→ WORK TASK:
Up to and including the line that contains "Target: black skirt", return every line from the start of the data, unchanged.

→ DATA FOR THIS EXERCISE:
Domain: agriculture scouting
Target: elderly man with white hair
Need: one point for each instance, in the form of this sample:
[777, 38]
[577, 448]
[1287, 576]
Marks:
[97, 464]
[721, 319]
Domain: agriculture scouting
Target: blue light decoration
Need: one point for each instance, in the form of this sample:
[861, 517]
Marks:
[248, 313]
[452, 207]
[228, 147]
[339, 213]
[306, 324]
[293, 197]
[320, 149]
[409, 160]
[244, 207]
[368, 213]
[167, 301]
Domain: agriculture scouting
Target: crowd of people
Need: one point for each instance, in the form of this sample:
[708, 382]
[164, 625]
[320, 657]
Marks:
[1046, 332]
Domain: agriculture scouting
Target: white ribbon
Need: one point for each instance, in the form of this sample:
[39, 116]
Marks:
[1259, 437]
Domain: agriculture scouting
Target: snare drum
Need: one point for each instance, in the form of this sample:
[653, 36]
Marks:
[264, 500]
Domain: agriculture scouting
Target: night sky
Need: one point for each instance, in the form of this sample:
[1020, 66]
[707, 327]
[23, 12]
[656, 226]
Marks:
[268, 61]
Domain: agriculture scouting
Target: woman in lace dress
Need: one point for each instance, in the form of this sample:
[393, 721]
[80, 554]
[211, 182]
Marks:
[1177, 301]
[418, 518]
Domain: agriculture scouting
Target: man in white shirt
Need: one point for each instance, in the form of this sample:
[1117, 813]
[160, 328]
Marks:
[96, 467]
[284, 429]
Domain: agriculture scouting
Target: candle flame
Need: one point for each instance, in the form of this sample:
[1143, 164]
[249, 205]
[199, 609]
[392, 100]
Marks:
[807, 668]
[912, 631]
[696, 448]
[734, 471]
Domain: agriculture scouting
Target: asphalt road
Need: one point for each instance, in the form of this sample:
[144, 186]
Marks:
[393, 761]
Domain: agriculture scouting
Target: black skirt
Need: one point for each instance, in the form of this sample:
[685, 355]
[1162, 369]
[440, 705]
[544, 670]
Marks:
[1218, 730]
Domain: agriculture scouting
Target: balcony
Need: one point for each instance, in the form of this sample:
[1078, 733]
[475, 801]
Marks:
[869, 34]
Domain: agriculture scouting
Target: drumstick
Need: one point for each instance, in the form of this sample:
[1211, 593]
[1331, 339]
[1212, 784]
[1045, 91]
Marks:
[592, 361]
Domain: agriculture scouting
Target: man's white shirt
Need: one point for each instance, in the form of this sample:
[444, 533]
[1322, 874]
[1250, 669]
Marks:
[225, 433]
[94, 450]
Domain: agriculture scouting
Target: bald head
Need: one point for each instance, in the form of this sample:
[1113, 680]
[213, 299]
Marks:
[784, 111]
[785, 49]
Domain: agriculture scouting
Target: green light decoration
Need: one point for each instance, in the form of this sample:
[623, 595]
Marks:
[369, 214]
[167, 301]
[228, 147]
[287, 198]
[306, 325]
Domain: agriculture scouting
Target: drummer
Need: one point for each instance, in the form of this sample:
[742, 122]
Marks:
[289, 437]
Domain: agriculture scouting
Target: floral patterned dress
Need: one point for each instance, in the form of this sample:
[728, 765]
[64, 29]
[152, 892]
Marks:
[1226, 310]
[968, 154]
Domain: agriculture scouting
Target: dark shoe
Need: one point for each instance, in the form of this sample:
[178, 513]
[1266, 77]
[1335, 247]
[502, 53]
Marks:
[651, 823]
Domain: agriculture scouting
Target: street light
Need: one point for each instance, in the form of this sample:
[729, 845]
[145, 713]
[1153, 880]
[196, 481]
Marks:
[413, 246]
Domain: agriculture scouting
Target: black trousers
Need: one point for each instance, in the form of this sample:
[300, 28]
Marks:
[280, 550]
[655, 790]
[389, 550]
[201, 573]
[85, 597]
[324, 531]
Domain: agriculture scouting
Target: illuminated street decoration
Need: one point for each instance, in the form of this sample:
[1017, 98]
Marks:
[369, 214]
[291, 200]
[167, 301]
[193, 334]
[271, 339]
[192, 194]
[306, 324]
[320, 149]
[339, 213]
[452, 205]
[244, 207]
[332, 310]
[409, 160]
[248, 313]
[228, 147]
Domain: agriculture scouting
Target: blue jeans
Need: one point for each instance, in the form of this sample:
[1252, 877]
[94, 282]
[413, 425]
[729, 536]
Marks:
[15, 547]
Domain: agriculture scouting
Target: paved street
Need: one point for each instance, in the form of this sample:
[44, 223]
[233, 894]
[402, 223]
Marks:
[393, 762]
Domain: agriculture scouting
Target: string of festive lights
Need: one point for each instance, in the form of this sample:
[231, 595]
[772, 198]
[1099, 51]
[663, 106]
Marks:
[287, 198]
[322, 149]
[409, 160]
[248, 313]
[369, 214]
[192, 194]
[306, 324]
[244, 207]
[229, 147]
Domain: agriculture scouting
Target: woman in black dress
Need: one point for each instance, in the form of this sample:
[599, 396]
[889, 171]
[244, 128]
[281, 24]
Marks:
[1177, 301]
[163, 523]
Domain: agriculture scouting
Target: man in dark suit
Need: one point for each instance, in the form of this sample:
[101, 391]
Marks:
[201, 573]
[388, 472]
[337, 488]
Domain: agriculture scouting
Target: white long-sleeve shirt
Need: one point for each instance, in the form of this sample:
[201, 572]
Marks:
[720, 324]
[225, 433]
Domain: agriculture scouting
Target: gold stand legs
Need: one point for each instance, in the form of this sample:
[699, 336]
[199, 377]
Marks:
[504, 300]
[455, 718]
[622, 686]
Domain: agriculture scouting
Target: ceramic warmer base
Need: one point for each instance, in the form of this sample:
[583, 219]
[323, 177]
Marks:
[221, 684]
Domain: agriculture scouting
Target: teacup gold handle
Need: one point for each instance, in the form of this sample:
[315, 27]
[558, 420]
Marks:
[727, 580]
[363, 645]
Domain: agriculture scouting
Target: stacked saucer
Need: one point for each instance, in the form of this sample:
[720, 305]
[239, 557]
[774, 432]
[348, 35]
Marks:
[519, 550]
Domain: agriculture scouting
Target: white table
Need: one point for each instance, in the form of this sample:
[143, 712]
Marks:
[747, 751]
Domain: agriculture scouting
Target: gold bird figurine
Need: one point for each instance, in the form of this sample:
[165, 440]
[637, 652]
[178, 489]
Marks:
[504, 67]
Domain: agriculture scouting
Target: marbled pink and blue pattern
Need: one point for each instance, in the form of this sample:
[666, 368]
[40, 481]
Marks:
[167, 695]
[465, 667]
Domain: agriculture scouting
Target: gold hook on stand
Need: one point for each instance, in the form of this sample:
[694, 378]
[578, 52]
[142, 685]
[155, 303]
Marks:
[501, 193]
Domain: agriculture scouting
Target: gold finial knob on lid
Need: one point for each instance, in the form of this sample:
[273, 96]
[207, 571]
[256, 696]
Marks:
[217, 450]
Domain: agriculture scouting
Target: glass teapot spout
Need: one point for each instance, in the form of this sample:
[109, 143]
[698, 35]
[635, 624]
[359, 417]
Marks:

→ RESULT:
Domain: agriculture scouting
Target: elderly man with white hair
Need: one point for each instance, in the form of this sample:
[777, 38]
[577, 448]
[1287, 576]
Marks:
[97, 464]
[721, 319]
Domain: agriculture scouting
Target: blue light decoration
Need: one point for each instance, in the form of this sample:
[861, 517]
Marks:
[248, 313]
[452, 207]
[228, 147]
[339, 213]
[306, 324]
[293, 197]
[320, 149]
[409, 160]
[244, 207]
[368, 213]
[167, 301]
Domain: agriculture scouting
Target: crowd of people
Need: one point for each instance, in the form of this sample:
[708, 382]
[164, 625]
[320, 657]
Marks:
[1046, 332]
Domain: agriculture scouting
Target: white ribbon
Need: one point for each instance, in the form of this sample:
[39, 116]
Marks:
[1259, 437]
Domain: agriculture scouting
Target: snare drum
Need: one point for each instance, in the form of this sample:
[653, 36]
Marks:
[264, 500]
Domain: agriculture scouting
Target: night sky
Need: one point for each instance, in the form of this sample:
[1020, 66]
[707, 327]
[23, 12]
[656, 226]
Marks:
[268, 61]
Domain: agriculture scouting
Target: woman in lace dress
Need: one point for each instance, in the form of this sample:
[393, 721]
[80, 554]
[211, 182]
Marks:
[1177, 301]
[418, 518]
Domain: agriculture scouting
Target: man in white shirt
Need: one point for each instance, in the form of this sample:
[1117, 813]
[160, 328]
Marks:
[96, 467]
[284, 429]
Domain: agriculture scouting
Target: candle flame
Need: one point for each instance, in the form of this sample:
[1143, 164]
[249, 205]
[199, 609]
[392, 100]
Marks:
[807, 668]
[912, 631]
[696, 448]
[734, 471]
Domain: agriculture scouting
Target: asphalt road
Need: one point for each instance, in the form of this sample:
[144, 186]
Marks:
[393, 761]
Domain: agriculture scouting
Target: black skirt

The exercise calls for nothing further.